Set down the lines that begin at the top of the records and end with the line containing "leaf on grass shown above.", and drop every picture.

[Referring expression pointing data]
+ + + +

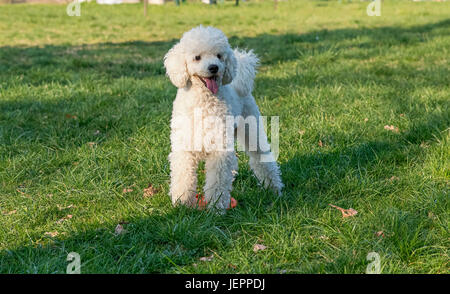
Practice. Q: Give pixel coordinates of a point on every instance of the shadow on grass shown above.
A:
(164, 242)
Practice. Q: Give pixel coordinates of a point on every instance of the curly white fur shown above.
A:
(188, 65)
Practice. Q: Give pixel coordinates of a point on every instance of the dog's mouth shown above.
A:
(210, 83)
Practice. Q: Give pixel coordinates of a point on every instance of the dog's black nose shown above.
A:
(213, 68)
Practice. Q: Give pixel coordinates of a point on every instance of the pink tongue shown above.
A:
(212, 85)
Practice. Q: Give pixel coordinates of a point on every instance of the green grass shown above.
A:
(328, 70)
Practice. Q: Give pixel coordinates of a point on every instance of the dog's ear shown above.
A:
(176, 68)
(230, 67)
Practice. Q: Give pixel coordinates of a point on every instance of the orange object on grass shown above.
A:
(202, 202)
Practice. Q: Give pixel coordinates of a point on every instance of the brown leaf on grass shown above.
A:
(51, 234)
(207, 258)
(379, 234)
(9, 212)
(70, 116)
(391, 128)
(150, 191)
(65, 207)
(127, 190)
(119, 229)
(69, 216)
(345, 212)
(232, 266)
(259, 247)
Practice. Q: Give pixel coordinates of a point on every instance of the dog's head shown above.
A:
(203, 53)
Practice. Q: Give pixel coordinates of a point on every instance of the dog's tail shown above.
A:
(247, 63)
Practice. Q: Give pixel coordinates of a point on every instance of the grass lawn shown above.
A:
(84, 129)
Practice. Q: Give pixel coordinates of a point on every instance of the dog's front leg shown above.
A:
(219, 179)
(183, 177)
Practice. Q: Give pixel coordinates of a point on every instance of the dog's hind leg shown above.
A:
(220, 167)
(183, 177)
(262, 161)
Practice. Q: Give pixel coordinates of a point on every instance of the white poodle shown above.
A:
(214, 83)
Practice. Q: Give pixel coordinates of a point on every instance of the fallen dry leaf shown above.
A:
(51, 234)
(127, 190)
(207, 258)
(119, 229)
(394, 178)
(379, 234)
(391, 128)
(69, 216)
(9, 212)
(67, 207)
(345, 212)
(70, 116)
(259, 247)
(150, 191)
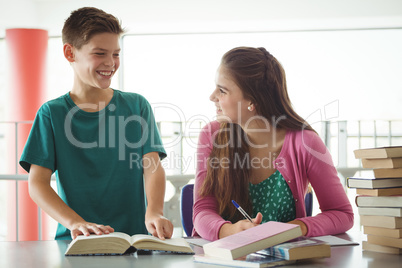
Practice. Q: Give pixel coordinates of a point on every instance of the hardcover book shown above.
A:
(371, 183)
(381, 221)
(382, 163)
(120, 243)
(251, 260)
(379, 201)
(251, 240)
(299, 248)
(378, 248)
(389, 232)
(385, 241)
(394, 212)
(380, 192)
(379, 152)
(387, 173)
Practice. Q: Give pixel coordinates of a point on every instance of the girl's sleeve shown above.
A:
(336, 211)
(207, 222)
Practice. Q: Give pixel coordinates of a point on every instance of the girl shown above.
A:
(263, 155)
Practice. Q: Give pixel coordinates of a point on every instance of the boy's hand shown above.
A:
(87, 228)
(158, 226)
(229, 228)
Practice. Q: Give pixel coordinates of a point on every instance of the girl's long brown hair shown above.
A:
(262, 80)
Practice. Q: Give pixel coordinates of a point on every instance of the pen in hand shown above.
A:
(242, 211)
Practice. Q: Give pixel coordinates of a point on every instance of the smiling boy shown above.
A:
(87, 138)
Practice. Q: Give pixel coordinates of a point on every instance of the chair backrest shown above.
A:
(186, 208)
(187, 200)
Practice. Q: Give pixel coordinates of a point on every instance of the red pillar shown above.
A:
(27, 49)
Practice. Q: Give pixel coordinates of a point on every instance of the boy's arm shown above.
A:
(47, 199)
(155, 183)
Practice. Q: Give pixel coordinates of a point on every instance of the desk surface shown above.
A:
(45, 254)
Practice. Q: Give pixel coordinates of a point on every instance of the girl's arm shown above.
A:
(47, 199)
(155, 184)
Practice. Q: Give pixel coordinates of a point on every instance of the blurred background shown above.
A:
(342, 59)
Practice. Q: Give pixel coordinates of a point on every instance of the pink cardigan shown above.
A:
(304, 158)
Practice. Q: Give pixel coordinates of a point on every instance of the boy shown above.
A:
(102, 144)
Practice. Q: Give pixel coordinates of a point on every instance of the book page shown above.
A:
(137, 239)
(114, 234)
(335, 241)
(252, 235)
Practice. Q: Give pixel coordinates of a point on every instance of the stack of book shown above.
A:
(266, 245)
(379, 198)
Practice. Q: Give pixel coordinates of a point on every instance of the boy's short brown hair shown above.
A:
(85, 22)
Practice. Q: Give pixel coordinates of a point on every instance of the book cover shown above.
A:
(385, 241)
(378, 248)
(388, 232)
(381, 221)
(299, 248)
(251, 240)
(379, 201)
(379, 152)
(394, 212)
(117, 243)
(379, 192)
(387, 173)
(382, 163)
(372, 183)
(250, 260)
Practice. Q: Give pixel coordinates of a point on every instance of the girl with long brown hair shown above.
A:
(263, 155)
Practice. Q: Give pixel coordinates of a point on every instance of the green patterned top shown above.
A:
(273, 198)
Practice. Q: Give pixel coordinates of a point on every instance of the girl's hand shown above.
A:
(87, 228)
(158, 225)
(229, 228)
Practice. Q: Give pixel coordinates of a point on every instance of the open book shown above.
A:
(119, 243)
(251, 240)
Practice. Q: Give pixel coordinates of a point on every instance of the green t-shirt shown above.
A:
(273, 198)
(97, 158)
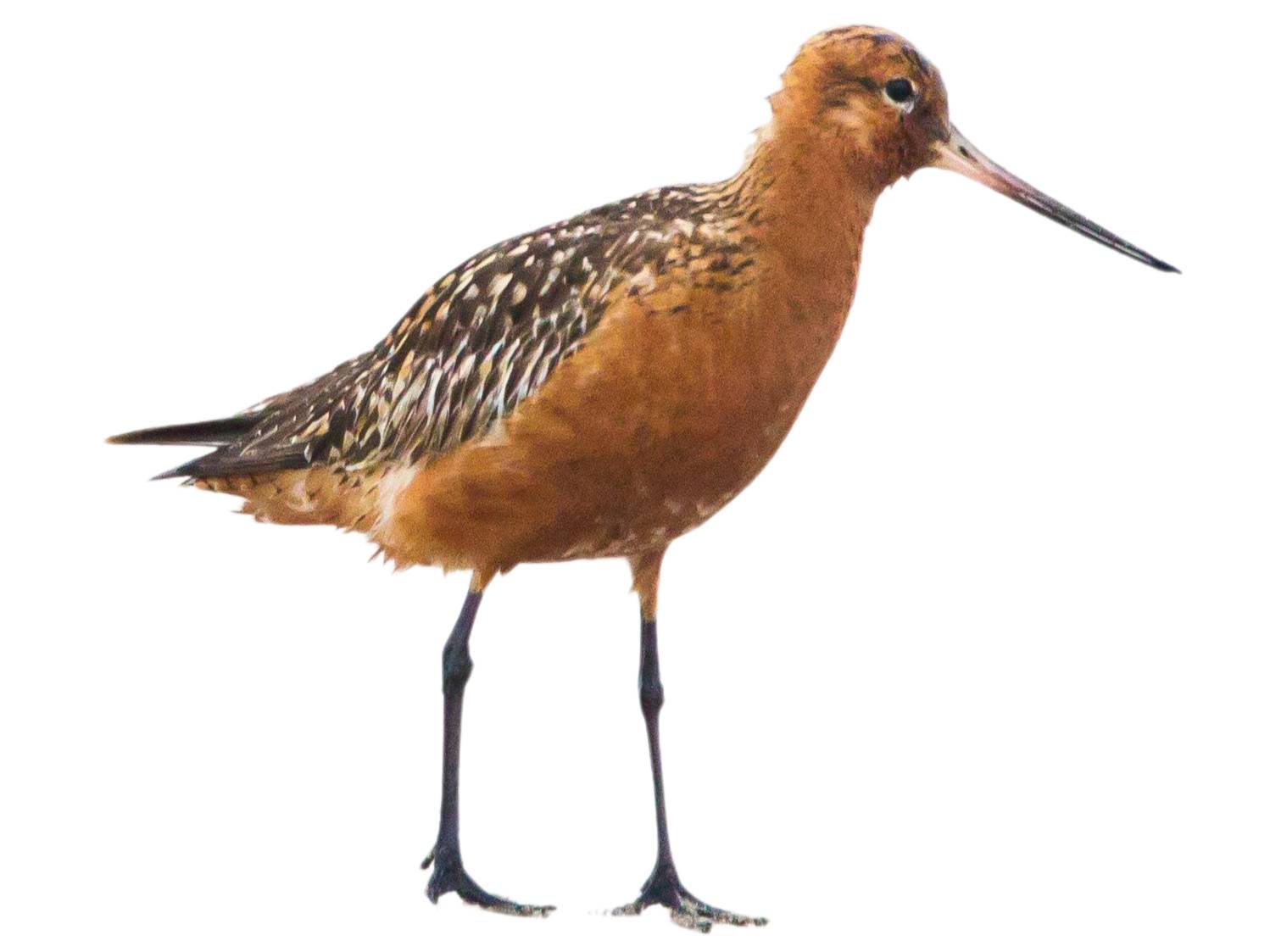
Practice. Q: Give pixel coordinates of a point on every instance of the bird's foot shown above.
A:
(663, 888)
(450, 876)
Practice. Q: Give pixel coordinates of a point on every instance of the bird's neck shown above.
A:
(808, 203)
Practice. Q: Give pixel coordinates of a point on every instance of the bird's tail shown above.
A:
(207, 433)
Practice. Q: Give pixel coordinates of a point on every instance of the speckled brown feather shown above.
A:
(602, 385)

+ + + +

**EXERCISE ANSWER**
Practice. Q: Give pixel coordinates of a point on every instance of the shadow on grass shown above.
A:
(164, 242)
Practice. Q: Give pixel coordinates of a point on every instance of the curly white fur shown above.
A:
(188, 65)
Practice. Q: Give pixel coordinates of a point on every instance of the dog's mouth shown above.
A:
(210, 83)
Practice. Q: Give pixel coordinates of a point on every instance of the dog's black nose shown above.
A:
(213, 68)
Practice. Q: Give pixel coordinates of a point on every instance of the pink tongue shown above.
A:
(212, 85)
Practice. Q: Give pixel coordinates of a point on every instance of the green grass shown above.
A:
(328, 70)
Practice. Q: Give pixel coordinates of a point on every instance of the dog's ear shown above.
A:
(176, 68)
(230, 67)
Practice. Q: Give pixel coordinates of a point on every instance of the orange object on grass shown above.
A:
(202, 202)
Practice. Q: Give pixel coordinates of a point on every instance of the brown leaf on grass shown above.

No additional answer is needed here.